→ **Selected passage**
** start **

This generates as output:
- A folder with a subfolder for each wikipedia partition. Each subfolder has a txt file with the annotations and a pkl file with a pickled annotation data structure.
- A file called Entities_Statistics with basic statistical information of the generated corpus (number of sentences and number of tokens).
python punct_alignment_BIO.py
This script will use the output from step 2.4 as input. If the name of this output folder is different than process_wiki_files_output, change the name in this script. It verifies tokenization, correcting some punctuation problems and format the annotations according to the BIO format.
It generates as output:
- A folder (process_wiki_files_output_BIO) with with a subfolder for each wikipedia partition. Each subfolder has a txt file with the annotations with the applied corrections and using the BIO format.
- A concatenated file (inside the output folder) corpus_total_BIO with the whole annotated text (to be used in the next steps for statistical analysis).
This output can then be used to train a tagging model for that language. You have a choice of using the concatened file or select files from the subfolders.

** end **

→ **Data provided**

** start **

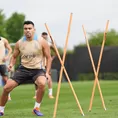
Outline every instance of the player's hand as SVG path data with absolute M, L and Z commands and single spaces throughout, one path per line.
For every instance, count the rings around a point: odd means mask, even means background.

** end **

→ **Exercise**
Repeat word for word the part of the text on building the Wikipedia corpus, starting at "This output can" and ending at "from the subfolders.".

→ **Reply to the exercise**
This output can then be used to train a tagging model for that language. You have a choice of using the concatened file or select files from the subfolders.